> Directions for this task
Rewrite the lines below, beginning at the line that contains "Where can the yellow" and stopping after the line that contains "(1010, 686)". Shift every coordinate value up by 101, and leave all other lines unchanged.

------ Exercise input ------

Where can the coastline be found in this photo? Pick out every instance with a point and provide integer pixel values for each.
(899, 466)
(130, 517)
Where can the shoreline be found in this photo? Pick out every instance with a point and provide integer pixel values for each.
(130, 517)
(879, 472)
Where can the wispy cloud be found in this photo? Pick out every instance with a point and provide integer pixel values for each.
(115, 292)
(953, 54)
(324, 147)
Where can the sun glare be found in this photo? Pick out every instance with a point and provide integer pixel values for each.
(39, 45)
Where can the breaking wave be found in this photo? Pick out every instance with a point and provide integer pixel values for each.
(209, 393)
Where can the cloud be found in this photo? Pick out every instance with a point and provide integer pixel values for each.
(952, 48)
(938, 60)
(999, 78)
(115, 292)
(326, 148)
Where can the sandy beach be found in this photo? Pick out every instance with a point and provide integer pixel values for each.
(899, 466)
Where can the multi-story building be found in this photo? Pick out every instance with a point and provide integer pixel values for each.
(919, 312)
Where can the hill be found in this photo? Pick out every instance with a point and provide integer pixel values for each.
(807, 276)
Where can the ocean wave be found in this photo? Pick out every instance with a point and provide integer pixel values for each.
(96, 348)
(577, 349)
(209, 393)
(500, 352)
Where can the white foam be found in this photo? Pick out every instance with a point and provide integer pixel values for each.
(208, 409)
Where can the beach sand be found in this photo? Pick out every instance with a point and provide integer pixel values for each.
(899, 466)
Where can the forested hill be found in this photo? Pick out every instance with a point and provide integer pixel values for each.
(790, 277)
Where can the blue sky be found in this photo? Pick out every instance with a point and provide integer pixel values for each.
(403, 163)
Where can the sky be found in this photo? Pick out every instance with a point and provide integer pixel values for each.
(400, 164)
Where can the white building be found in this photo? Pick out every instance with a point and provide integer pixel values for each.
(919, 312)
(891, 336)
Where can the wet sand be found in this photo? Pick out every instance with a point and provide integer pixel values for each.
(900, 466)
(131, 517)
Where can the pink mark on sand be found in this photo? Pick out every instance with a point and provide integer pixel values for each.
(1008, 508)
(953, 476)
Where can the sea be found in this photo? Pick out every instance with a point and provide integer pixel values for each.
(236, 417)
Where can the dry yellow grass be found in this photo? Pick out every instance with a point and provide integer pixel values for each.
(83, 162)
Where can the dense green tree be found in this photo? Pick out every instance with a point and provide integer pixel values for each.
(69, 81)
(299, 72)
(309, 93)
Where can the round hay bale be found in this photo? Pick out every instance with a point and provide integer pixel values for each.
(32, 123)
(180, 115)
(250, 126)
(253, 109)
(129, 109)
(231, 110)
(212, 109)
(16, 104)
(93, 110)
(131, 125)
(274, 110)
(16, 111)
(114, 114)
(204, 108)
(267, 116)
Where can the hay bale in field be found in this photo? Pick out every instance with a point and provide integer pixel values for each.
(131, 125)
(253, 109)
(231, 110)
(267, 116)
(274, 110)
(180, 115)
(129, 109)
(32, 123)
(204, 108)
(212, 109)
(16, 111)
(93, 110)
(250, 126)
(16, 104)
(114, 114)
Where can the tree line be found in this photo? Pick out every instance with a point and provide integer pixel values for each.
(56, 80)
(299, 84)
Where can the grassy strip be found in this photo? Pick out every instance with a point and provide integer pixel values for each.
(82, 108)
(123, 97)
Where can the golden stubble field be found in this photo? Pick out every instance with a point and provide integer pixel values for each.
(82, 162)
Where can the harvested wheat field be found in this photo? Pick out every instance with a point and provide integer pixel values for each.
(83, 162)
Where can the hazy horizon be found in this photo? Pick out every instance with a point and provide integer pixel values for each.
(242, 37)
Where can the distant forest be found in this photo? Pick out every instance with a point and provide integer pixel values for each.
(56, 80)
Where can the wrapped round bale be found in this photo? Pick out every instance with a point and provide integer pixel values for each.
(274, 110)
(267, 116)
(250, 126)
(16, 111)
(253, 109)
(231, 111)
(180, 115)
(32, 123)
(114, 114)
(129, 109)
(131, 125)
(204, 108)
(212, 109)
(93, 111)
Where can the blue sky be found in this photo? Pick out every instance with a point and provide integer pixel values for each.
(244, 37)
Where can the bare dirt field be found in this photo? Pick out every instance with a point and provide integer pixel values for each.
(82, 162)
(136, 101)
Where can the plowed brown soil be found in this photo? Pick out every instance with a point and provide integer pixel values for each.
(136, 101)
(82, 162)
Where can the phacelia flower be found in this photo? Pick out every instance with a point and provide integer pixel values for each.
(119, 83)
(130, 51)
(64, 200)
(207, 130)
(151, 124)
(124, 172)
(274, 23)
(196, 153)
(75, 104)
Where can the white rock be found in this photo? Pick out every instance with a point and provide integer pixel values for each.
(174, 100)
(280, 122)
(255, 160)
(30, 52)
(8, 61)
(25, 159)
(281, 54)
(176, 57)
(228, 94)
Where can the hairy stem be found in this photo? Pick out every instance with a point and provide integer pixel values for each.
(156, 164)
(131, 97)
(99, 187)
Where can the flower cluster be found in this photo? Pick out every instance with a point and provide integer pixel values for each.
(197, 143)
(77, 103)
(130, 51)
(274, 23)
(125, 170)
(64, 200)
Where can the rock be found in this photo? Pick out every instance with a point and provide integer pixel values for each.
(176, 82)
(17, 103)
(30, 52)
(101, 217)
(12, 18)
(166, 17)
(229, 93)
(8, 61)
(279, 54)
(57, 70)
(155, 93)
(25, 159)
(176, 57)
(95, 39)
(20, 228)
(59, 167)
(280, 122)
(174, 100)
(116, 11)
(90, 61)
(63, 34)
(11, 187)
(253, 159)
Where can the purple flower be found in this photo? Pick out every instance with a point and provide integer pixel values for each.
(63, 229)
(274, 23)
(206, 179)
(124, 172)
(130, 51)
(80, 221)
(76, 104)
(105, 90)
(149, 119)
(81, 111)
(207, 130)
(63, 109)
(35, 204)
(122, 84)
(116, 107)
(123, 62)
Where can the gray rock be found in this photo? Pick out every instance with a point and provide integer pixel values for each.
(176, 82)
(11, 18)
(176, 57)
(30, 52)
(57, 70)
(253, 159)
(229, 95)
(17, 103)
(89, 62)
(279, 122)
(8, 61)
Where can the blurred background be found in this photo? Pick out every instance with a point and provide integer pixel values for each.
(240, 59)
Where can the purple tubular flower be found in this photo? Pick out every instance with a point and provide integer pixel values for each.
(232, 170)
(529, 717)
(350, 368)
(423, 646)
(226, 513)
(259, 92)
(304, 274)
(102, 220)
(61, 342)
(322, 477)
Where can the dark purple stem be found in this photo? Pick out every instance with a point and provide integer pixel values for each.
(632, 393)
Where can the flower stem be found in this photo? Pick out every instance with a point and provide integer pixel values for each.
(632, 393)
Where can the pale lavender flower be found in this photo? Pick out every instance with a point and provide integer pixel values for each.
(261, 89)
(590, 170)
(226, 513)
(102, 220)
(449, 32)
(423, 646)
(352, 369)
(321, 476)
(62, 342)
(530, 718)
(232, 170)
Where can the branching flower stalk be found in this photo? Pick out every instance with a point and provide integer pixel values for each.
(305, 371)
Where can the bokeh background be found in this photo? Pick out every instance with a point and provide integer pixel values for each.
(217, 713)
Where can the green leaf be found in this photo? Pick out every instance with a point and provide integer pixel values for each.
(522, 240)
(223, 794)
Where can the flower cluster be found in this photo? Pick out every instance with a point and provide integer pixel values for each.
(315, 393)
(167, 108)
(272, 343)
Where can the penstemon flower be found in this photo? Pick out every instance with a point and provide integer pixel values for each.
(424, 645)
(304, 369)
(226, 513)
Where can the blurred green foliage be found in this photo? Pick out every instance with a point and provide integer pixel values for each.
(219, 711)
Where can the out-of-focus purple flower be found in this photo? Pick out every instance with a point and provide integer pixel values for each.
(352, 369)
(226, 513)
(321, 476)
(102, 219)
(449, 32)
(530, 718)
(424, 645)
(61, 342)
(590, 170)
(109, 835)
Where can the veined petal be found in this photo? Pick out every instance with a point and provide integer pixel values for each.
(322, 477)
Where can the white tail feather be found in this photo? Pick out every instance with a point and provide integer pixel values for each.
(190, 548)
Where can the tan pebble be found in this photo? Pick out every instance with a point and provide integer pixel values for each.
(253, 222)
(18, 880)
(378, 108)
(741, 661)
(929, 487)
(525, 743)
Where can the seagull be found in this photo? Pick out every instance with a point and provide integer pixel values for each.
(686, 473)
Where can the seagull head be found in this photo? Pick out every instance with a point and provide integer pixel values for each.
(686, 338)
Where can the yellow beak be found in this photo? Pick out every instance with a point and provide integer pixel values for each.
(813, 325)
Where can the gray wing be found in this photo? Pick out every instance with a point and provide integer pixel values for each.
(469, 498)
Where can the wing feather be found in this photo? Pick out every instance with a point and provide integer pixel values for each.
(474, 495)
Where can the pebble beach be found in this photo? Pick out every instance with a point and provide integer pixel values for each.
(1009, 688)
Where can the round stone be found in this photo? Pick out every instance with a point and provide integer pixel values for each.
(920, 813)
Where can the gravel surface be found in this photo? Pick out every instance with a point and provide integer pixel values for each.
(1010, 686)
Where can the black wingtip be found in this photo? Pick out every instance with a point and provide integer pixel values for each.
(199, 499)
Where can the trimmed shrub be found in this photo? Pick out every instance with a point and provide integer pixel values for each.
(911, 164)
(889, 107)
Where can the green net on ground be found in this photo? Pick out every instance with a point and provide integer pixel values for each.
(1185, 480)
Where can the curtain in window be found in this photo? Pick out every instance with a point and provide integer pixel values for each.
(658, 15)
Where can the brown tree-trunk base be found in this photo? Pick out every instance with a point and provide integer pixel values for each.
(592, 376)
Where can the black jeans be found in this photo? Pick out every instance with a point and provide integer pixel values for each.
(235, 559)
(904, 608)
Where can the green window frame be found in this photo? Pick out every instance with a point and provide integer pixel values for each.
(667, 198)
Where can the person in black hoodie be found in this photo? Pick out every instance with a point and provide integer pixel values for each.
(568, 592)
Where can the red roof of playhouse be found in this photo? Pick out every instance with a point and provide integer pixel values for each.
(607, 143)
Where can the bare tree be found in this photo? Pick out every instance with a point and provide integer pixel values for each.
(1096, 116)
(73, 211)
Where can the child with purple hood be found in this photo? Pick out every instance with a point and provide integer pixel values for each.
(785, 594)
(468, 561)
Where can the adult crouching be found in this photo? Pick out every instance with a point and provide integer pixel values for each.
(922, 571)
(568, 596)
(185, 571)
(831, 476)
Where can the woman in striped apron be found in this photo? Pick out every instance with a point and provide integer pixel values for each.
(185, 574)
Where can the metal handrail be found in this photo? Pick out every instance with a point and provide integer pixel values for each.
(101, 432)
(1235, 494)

------

> Output for this exercise
Where can the yellow beak be found in this photo? Pick out every instance with a point and provide integer pixel values for each.
(914, 426)
Where can the gray wing be found in this photo? Pick out every instance with a point and provide integer pixel values for each.
(570, 599)
Where can the wing feather be found in this photo? Pick out every instance with a point and provide integer pixel values for each.
(575, 596)
Where can the pebble beach be found in this photo? Pick out every instance with a point and provide integer pixel values for each.
(1110, 789)
Where can the round stone be found in this photo? Pick out every instance with a point and provide integer pixel values for each.
(1021, 914)
Where can the gravel surface be found in this photo? Pick out every instance with a point and provide integer pixel values for each.
(1111, 787)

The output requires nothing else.